The exercise ▸
Identify each line in the entries below that contains the string "wildebeest", and copy those lines out in full. Case counts.

Records ▸
******************************

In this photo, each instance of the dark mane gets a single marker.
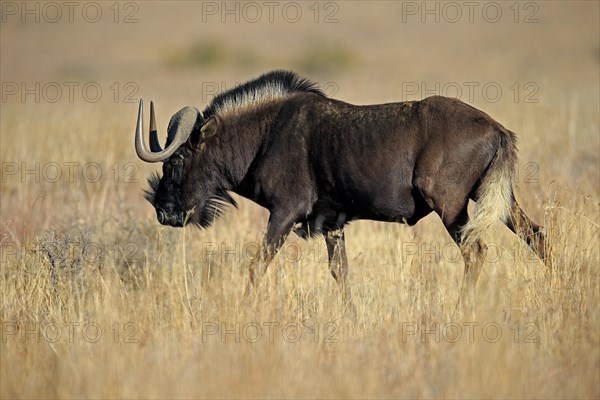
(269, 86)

******************************

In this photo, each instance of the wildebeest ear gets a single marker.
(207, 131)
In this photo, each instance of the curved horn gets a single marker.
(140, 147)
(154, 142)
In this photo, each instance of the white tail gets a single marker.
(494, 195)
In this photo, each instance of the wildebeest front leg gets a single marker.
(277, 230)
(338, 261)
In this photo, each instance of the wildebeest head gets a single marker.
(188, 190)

******************************

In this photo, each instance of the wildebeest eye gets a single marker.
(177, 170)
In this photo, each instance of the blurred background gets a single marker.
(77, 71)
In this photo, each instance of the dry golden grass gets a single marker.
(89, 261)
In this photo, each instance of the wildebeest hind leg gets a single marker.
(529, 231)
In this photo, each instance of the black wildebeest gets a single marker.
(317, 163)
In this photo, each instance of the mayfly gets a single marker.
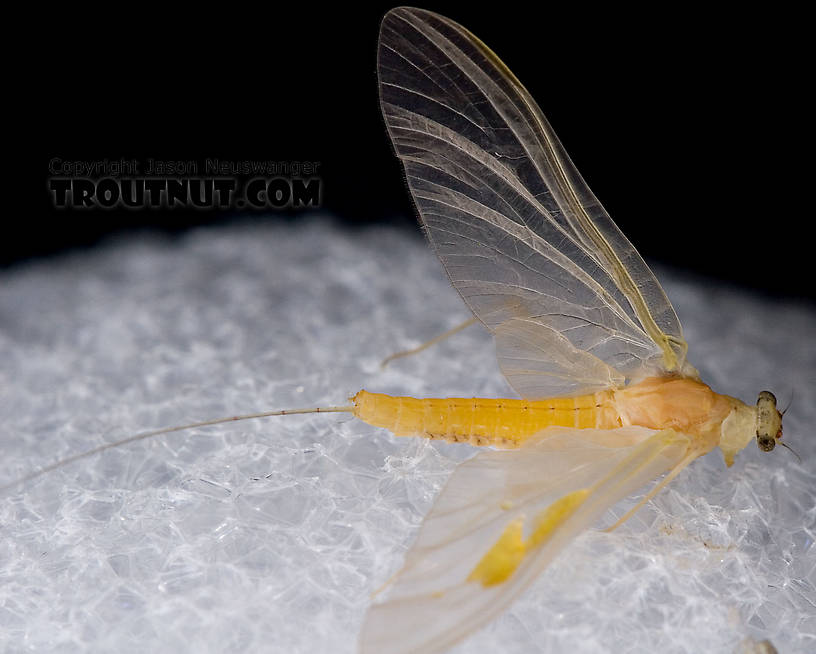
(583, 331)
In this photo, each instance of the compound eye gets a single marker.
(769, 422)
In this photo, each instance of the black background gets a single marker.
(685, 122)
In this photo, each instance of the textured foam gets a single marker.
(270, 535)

******************************

Solution ▸
In this photo, each instance of the wildebeest ear gets a single marker.
In this photo, each instance of the wildebeest front leg gets a single marker.
In this photo, each instance of the wildebeest head gets a single marker.
In this photo, each instance of the wildebeest eye gets a single marker.
In this photo, each instance of the wildebeest hind leg gets a single marker.
In this photo, each instance of the black wildebeest gets a single marker.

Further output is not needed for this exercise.